• STATED EXERCISE: Duplicate every line of the data below verbatim, with no changes.

• PROVIDED DATA:

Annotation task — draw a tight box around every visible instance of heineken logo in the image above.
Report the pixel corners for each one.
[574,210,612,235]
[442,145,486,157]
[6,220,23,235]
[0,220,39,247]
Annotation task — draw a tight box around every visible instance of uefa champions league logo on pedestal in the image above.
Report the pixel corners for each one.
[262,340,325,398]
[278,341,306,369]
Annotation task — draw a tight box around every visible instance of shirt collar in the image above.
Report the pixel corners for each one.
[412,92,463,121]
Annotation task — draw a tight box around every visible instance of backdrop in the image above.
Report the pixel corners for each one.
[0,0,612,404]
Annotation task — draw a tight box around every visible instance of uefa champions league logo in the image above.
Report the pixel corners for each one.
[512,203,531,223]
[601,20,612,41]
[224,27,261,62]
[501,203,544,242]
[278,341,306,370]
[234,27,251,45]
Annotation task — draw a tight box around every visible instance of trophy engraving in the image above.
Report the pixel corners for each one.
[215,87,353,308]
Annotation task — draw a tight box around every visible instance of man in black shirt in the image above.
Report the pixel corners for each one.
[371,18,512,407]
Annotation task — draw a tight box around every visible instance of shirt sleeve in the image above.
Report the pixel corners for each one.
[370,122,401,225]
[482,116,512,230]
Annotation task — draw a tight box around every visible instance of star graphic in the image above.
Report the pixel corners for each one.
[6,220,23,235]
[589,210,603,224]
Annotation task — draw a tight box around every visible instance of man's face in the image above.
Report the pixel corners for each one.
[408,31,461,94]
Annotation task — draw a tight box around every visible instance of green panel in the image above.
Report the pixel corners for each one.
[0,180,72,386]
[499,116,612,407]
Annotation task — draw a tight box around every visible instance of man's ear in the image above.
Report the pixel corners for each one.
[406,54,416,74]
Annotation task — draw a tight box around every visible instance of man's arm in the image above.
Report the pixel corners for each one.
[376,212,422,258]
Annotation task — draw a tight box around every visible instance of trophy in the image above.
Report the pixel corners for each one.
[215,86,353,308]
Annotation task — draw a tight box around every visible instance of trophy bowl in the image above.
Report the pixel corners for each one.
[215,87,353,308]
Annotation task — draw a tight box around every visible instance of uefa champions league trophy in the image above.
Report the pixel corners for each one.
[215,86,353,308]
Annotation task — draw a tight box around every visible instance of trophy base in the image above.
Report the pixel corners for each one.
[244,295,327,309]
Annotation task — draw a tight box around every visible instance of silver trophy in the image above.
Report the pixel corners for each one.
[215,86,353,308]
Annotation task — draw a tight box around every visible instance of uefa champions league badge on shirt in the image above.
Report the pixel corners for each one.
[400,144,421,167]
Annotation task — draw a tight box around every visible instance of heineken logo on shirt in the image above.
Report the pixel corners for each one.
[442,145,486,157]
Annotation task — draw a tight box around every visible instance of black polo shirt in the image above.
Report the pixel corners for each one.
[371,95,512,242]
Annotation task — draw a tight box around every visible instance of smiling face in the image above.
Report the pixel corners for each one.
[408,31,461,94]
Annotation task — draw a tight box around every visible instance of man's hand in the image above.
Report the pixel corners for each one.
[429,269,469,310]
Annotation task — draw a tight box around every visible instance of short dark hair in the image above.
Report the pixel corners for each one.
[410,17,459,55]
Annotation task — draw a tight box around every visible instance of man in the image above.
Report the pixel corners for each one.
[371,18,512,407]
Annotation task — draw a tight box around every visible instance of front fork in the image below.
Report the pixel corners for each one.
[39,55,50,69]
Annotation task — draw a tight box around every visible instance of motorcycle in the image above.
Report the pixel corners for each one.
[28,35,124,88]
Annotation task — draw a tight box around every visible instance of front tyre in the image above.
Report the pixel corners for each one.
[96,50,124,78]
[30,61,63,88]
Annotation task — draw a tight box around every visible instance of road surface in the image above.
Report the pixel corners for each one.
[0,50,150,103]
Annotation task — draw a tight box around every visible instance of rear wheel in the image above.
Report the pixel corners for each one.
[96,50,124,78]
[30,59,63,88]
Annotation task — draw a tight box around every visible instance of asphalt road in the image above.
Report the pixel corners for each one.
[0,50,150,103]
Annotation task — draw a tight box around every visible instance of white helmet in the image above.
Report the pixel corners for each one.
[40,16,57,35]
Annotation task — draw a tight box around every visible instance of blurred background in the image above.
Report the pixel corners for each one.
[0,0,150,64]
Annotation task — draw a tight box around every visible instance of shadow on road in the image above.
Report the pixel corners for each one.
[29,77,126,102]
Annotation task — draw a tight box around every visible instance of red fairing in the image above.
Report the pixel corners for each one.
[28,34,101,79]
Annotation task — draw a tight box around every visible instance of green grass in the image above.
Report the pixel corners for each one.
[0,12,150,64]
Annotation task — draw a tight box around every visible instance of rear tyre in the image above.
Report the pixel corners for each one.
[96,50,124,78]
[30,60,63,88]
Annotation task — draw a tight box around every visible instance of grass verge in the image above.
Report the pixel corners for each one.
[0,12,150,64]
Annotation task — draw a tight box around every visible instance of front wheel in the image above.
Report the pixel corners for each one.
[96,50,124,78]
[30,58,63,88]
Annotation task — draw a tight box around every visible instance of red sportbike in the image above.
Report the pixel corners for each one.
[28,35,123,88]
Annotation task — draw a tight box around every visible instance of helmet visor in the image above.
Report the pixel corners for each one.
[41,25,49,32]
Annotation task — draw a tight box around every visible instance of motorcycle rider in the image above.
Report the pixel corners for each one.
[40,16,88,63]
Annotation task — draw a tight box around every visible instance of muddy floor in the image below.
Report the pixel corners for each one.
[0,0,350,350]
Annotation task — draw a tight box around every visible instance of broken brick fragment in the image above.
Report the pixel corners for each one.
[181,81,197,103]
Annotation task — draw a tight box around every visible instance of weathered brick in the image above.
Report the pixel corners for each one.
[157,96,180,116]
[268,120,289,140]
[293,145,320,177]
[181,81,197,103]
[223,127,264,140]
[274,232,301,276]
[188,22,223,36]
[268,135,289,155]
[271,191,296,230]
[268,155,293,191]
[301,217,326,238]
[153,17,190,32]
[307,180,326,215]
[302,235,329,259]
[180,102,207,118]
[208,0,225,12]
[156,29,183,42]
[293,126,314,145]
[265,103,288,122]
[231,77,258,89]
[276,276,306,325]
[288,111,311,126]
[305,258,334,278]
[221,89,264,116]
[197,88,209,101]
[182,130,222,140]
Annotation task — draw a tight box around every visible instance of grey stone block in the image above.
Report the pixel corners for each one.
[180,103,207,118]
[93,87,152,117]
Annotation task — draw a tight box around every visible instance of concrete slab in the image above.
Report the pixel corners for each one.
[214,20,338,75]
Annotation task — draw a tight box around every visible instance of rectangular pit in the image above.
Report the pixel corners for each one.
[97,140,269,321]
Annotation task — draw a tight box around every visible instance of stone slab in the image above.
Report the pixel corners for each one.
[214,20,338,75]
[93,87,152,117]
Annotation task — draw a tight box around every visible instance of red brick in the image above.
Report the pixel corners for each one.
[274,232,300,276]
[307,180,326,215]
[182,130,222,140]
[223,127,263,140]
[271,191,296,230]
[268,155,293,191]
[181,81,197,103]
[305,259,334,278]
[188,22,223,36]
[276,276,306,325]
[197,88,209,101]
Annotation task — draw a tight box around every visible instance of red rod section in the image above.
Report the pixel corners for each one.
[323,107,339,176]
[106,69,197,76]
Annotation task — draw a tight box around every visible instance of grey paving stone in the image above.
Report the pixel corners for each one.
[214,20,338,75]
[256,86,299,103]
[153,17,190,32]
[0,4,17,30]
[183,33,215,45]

• SOLUTION TO THE EXERCISE:
Annotation task — draw a tight box around every visible instance of heineken logo in the image above.
Report the pixel corners for each one.
[574,210,612,235]
[442,145,486,157]
[6,220,23,235]
[0,220,39,247]
Annotation task — draw a tight box around every visible instance of uefa champions league logo on pedestal in the image above.
Report the pixel corners for each one.
[262,340,325,398]
[278,341,306,369]
Annotation task — draw a tight box around every visible instance of shirt collar in the image above.
Report the pixel corners for each one.
[412,92,463,121]
Annotation task — draw a tight box around every visible instance of backdrop in the image above.
Report the pixel corners for each one.
[0,0,612,404]
Annotation task — draw a tight box around every visible instance of uefa champions league logo in the image above.
Report the pixel corners for each one.
[512,203,531,223]
[601,20,612,41]
[224,27,261,62]
[501,203,544,242]
[278,341,306,370]
[234,27,251,45]
Annotation task — draw a tight box around every visible instance of trophy engraving in the image above.
Report the pixel corners for each one.
[215,87,353,308]
Annotation task — draw a tight box around every visible instance of man in black shirt in the image above.
Report the pixel corners for each one.
[371,18,512,407]
Annotation task — draw a tight box around every visible instance of shirt sleeve in the image above.
Report the pixel corners for each one.
[370,122,401,225]
[482,116,512,230]
Annotation task — draw a tight box around every visible instance of star graphic in the image above.
Report the pixel corners for each one.
[6,220,23,235]
[589,210,603,224]
Annotation task — draw a tight box around every visible instance of man's face in the image above.
Report the pixel corners for each one.
[408,31,461,94]
Annotation task — draw a tight box around every visible instance of green panel in the image above.
Report the pixel corners for each one.
[0,180,72,386]
[499,116,612,407]
Annotation task — draw a tight box around every visible instance of man's ear in the image above.
Report the pixel corners for each one.
[406,54,416,74]
Annotation task — draw a tight box around every visible instance of man's arm in the image above.
Report the pixel corners for each one.
[376,212,422,258]
Annotation task — draw a tight box around every visible instance of trophy in the image above.
Report the pixel corners for each one.
[215,86,353,308]
Annotation task — draw a tight box around every visible instance of trophy bowl in the image above.
Report the pixel corners for each one.
[215,87,353,308]
Annotation task — draw a tight box around every visible instance of uefa champions league trophy in the image above.
Report the pixel corners for each one.
[215,86,353,308]
Annotation task — draw a tight box around every visible instance of trophy base in the image above.
Report the pixel corners for each one.
[244,295,327,309]
Annotation task — draw a tight box around every visible instance of silver trophy in the image above.
Report the pixel corners for each one.
[215,86,353,308]
Annotation task — draw a tight box around every visible instance of uefa champions league badge on shirt in the image above.
Report the pixel corners for each one.
[400,144,421,167]
Annotation task — draw a tight box around every visible instance of heineken logo on shirt in the image above.
Report the pixel corners for each one.
[442,145,486,157]
Annotation task — draw a tight box around every visible instance of black polo shirt in the image above.
Report the pixel corners for each one.
[371,95,512,242]
Annotation task — draw a tight box around every visible instance of smiling face in the image above.
Report the pixel corners for each one.
[408,31,461,94]
Annotation task — draw a tight box around every visible instance of man's hand in the image above.
Report the pixel corners for each one.
[429,269,469,310]
Annotation task — draw a tight box around every visible instance of short dark hair in the image above.
Report the pixel corners for each one.
[410,17,459,55]
Annotation task — draw a tight box around every visible instance of man in the image above.
Report the pixel corners for each one.
[371,18,512,407]
Annotation task — draw a tight box around every visible instance of front fork in the image below.
Report the pixel corners for each one.
[39,55,50,69]
Annotation task — draw a tight box around every visible instance of motorcycle in the image above.
Report the pixel corners for each one.
[28,35,124,88]
Annotation task — draw a tight box around every visible instance of front tyre in the image above.
Report the pixel corners for each one.
[96,50,124,78]
[30,61,63,88]
Annotation task — draw a tight box around every visible instance of road surface in the image above.
Report the pixel corners for each one.
[0,50,150,103]
Annotation task — draw a tight box around every visible instance of rear wheel in the image above.
Report the pixel corners for each one.
[96,50,124,78]
[30,59,63,88]
Annotation task — draw a tight box around every visible instance of asphalt road in the image above.
Report the pixel corners for each one.
[0,50,150,103]
Annotation task — draw a tight box around every visible instance of white helmet in the image above.
Report the pixel corners for each one.
[40,16,57,35]
Annotation task — draw a tight box around every visible instance of blurred background in the image above.
Report the pixel corners for each one.
[0,0,150,64]
Annotation task — draw a tight box around every visible instance of shadow on road in the image above.
Report the pixel corners for each one.
[29,77,126,102]
Annotation task — draw a tight box around every visible instance of red fairing in the image above.
Report the pixel corners for each one.
[28,34,101,79]
Annotation task — draw a tight box around every visible instance of green grass in the image above.
Report the pixel corners for each one.
[0,12,150,64]
Annotation task — draw a tight box around every visible instance of rear tyre in the image above.
Report the pixel corners for each one.
[96,50,124,78]
[30,60,63,88]
Annotation task — draw a tight box around every visible instance of grass verge in the image above.
Report the pixel corners for each one.
[0,12,150,64]
Annotation task — draw a tight box around every visible instance of front wheel in the image above.
Report the pixel corners for each one.
[96,50,124,78]
[30,58,63,88]
Annotation task — draw a tight box around every visible instance of red sportbike in the image above.
Report the pixel corners for each one.
[28,35,123,88]
Annotation task — draw a tight box around every visible instance of helmet visor in the image above.
Report the pixel corners for each one.
[41,25,49,32]
Annotation task — draw a tight box around every visible instance of motorcycle rider in the image above.
Report the pixel corners for each one.
[40,16,88,63]
Annotation task — draw a tight box around every visible instance of muddy floor in the image below.
Report the pixel corners for each one.
[0,0,350,350]
Annotation task — draw a tight box around every visible instance of broken brick fragment in the image above.
Report the pixel corners for each one.
[181,81,197,103]
Annotation task — draw a tight box around every visible instance of weathered brick in the image above.
Report the pixel corners for each one.
[157,96,180,116]
[268,120,289,140]
[293,145,320,177]
[181,81,197,103]
[223,127,264,140]
[274,232,301,276]
[188,22,223,36]
[268,135,289,155]
[271,191,296,230]
[268,155,293,191]
[301,217,326,238]
[153,17,190,32]
[307,180,326,215]
[302,235,329,259]
[180,102,207,118]
[208,0,225,12]
[156,29,183,42]
[293,126,314,145]
[265,103,288,122]
[231,77,258,89]
[276,276,306,325]
[288,111,311,126]
[305,258,334,278]
[221,89,264,116]
[197,88,209,101]
[182,130,222,140]
Annotation task — draw a tight box around every visible instance of grey stone block in the image above.
Report the pixel corners for each one.
[180,103,207,118]
[93,87,152,117]
Annotation task — draw a tight box around every visible instance of concrete slab in the image above.
Report the pixel corners for each one.
[214,20,338,75]
Annotation task — draw a tight box around every visible instance of rectangular pit in the image above.
Report the pixel corners for each one.
[97,140,269,321]
Annotation task — draw a tight box around every visible instance of stone slab in the image above.
Report the pixel corners for each one.
[214,20,338,75]
[93,87,152,117]
Annotation task — draw a tight box around every visible instance of red brick in the image above.
Report the pixel corners for each one.
[274,232,300,276]
[307,180,326,215]
[182,130,222,140]
[223,127,263,140]
[271,191,296,230]
[268,155,293,191]
[181,81,197,103]
[305,259,334,278]
[188,22,223,36]
[276,276,306,325]
[197,88,209,101]
Annotation task — draw a tight box around every visible instance of red rod section in the image above.
Report the pixel corners for each one.
[323,107,339,176]
[106,69,197,76]
Annotation task — draw a tight box around every visible instance of grey paving stone in the image above.
Report the pixel corners for each one.
[214,20,338,75]
[256,86,299,103]
[153,17,190,32]
[0,4,17,30]
[183,33,215,45]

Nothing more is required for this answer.